EXCERTO APRESENTADO:

Intervenções de Pedro Fortes, Luke Fowler, Leo Goldsmith, Patrick Watkins, João Pedro Cachopo e José Manuel Costa. 
26/10/2016, 19h00 | Sala M. Félix Ribeiro
A Cinemateca com o Doclisboa: Peter Watkins | Por um Cinema Impossível: Documentário e Vanguarda em Cuba
Hombres de Mal Tiempo | LBJ | Hablando del Punto Cubano | Despegue a las 18:00 | Isla del Tesoro
duração total da projeção: 124 min | M/12
Por Um Cinema Impossível: Documentário e Vanguarda em Cuba

Sessão apresentada por Michael Chanan
HOMBRES DE MAL TIEMPO
de Alejandro Saderman
Cuba, 1968 – 32 min / legendado eletronicamente em português
LBJ
de Santiago Álvarez
Cuba, 1968 – 18 min / legendado eletronicamente em português
HABLANDO DEL PUNTO CUBANO
de Octavio Cortázar
Cuba, 1972 – 23 min / legendado eletronicamente em português
DESPEGUE A LAS 18:00        
de Santiago Álvarez
Cuba, 1969 – 41 min / legendado eletronicamente em português
ISLA DEL TESORO
de Sara Gómez
Cuba, 1969 – 10 min / legendado eletronicamente em português

O argentino Alejandro Saderman comemora os 70 anos da Guerra de Independência de Cuba (1895-1898), em HOMBRES DE MAL TIEMPO, e entrevista os seus veteranos de guerra, criando não apenas um documento histórico mas personagens reais que se tornam, pela força da memória, em personagens da História do país. LBJ, de Santiago Álvarez, serve para traçar uma crítica à política dos EUA (na figura de Lyndon B. Johnson), à sociedade de consumo e à segregação racial vigente na época. Octavio Cortázar concentra-se, em HABLANDO DEL PUNTO CUBANO, no “punto guajiro”, o famoso género musical cubano, enquanto que DESPEGUE A LAS 18:00, de novo de Santiago Álvarez, filma a luta dos trabalhadores cubanos e o seu esforço para ultrapassar a barreira do subdesenvolvimento. Sara Gómez, por fim, celebra a vida e atividade laboral de uma nova geração (tema central do seu cinema), em ISLA DEL TESORO, na Ilha da Juventude, em Cuba. À exceção de LBJ, os filmes a apresentar são primeiras exibições na Cinemateca. HOMBRES DE MAL TIEMPO, DESPEGUE A LAS 18:00  e ISLA DEL TESORO são apresentados em cópias digitais
26/10/2016, 21h30 | Sala M. Félix Ribeiro
A Cinemateca com o Doclisboa: Peter Watkins | Por um Cinema Impossível: Documentário e Vanguarda em Cuba
70'ernes Folk (Sjuttonde Talets)

MATERIAL DE ORIGEM:
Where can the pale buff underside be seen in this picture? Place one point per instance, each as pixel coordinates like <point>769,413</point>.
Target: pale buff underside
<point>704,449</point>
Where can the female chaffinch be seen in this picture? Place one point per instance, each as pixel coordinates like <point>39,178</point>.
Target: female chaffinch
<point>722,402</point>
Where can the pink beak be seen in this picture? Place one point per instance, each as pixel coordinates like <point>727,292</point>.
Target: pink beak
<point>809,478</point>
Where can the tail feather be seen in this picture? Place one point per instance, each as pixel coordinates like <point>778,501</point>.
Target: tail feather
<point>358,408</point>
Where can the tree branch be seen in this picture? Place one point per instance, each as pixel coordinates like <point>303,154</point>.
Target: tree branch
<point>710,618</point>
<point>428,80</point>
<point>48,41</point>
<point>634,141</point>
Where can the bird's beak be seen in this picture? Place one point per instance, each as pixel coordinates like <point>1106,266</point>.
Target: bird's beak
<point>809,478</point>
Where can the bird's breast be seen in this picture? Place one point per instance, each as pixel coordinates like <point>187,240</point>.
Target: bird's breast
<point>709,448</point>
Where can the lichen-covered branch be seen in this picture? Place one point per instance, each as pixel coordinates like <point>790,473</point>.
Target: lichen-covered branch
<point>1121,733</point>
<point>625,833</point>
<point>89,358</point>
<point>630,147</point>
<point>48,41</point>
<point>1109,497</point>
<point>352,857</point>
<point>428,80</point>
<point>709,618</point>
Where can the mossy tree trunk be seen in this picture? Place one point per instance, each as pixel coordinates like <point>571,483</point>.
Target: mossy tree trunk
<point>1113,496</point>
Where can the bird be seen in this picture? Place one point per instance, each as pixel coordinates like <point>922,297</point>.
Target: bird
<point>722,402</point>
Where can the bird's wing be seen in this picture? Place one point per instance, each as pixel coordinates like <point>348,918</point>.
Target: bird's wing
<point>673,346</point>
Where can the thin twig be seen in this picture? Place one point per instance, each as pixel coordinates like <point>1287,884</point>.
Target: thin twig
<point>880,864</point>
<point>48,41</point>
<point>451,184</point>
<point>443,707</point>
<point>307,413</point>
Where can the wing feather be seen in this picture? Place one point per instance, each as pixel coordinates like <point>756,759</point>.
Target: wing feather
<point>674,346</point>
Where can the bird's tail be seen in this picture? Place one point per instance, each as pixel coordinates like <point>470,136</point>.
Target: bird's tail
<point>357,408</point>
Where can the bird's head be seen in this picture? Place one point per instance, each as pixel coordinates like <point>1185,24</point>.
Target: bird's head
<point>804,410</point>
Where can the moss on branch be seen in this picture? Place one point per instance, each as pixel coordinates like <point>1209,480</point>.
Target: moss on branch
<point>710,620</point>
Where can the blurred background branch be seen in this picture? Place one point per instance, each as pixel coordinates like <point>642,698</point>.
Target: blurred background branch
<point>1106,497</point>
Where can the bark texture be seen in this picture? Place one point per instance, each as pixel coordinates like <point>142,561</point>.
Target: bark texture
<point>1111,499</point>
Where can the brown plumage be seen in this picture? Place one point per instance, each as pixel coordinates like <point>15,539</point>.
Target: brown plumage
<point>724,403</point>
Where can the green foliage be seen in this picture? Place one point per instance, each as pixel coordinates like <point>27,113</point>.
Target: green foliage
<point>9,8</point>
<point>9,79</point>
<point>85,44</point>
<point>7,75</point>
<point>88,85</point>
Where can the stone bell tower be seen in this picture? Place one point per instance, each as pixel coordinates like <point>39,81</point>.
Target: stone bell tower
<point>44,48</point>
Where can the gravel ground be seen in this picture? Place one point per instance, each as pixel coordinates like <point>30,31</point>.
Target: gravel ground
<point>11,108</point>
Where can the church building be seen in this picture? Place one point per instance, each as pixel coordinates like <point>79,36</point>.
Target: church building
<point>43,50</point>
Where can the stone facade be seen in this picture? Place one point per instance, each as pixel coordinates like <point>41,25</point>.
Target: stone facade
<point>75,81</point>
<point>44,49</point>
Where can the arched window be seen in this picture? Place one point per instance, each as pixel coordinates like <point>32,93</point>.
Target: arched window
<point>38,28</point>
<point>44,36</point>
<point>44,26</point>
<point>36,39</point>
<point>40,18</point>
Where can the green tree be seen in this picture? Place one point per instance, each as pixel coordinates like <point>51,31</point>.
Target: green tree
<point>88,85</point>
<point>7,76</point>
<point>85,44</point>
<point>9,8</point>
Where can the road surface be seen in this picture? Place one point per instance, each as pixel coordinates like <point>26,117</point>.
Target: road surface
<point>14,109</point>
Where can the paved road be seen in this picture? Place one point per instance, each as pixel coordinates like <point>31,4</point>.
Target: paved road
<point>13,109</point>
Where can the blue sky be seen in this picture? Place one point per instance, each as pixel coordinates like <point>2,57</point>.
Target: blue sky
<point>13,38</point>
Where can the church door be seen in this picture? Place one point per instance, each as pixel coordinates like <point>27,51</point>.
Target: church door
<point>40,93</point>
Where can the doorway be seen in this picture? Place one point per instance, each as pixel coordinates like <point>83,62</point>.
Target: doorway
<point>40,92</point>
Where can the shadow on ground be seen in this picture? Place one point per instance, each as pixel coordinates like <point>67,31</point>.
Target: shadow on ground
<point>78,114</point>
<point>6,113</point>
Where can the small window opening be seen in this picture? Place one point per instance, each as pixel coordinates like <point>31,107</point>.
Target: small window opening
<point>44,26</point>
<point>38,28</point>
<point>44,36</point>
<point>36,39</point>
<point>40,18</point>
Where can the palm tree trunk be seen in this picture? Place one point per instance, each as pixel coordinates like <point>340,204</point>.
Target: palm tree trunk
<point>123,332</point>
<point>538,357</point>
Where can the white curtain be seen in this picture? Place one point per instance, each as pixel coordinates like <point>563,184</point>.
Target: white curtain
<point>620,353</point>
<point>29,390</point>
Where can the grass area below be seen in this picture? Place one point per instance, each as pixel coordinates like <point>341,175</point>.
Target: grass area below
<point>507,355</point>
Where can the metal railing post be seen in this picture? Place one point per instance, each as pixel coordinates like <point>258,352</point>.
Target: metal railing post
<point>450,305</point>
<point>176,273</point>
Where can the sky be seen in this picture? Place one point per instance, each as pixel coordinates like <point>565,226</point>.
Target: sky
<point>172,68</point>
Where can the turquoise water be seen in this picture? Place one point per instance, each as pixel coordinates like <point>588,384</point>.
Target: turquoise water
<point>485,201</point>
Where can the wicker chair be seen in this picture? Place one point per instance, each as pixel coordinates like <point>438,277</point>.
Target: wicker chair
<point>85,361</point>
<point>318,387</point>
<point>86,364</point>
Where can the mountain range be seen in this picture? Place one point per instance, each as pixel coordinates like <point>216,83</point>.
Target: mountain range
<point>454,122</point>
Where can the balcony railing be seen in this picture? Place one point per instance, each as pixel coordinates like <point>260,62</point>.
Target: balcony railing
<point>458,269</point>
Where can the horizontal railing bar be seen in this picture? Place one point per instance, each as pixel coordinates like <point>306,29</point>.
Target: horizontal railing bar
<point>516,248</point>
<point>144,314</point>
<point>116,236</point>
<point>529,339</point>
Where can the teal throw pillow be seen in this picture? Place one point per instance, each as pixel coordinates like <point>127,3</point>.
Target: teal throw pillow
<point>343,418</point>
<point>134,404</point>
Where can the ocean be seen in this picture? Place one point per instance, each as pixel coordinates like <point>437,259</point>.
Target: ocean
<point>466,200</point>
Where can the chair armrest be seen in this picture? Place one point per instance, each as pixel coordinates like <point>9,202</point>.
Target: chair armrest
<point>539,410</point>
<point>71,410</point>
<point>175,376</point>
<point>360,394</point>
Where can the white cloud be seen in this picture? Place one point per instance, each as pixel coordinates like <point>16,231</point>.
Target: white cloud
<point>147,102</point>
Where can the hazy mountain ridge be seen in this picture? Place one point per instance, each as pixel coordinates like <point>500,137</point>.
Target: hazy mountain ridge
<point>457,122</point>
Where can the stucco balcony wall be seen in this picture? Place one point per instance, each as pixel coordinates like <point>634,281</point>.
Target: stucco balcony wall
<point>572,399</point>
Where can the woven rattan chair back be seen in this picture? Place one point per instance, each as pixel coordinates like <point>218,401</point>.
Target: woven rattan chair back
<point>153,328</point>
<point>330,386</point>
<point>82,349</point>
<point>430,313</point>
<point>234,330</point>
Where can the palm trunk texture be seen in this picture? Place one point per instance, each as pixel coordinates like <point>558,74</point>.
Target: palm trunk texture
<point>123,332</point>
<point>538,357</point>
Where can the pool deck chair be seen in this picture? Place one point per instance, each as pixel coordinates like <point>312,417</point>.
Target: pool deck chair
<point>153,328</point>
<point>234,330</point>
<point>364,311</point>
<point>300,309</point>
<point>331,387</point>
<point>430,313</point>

EXPLORAR O MATERIAL:
1 > Responda às perguntas seguintes com base no programa da Cinemateca:
(a) Qual é a duração total da projeção da sessão das 19h00?
(b) Por quem é apresentada a sessão "Por Um Cinema Impossível: Documentário e Vanguarda em Cuba"?
(c) Que filme dessa sessão não constitui uma primeira exibição na Cinemateca?
2 > Indique todos os títulos dos filmes exibidos na sessão das 19h00 do programa da Cinemateca.
3 > Prossiga o programa da Cinemateca a partir do ponto em que termina.

RESPOSTAS POR TAREFA:
1 >
(a) 124 minutos.
(b) Por Michael Chanan.
(c) LBJ.

2 >
HOMBRES DE MAL TIEMPO
LBJ
HABLANDO DEL PUNTO CUBANO
DESPEGUE A LAS 18:00
ISLA DEL TESORO

3 >
"O Povo dos Anos 70"
de Peter Watkins
com Jette Jorgensen, Inge Lundgren, Erik L. Christensen
Dinamarca, 1975 - 127 min
legendado eletronicamente em português | M/12
Peter Watkins

Sessão apresentada por Pedro Fortes

segunda passagem em novembro
O périplo pelos países nórdicos também levou Peter Watkins à Dinamarca, para cuja televisão estatal dirigiu este retrato do "povo (dinamarquês) dos anos setenta". O filme nasceu do enigma que, para Watkins, representava o facto de a Dinamarca ter, em simultâneo, um dos mais avançados sistemas de segurança social do mundo, mas também uma das mais altas taxas de suicídio. E o filme é tanto uma investigação, que ouve verdadeiros técnicos de saúde e assistência social, como um ensaio ficcional construído em torno de duas famílias de recursos económicos díspares, que na articulação das duas linhas conflui num olhar sobre as pressões da vida numa sociedade moderna e sobre os seus efeitos na saúde mental dos cidadãos.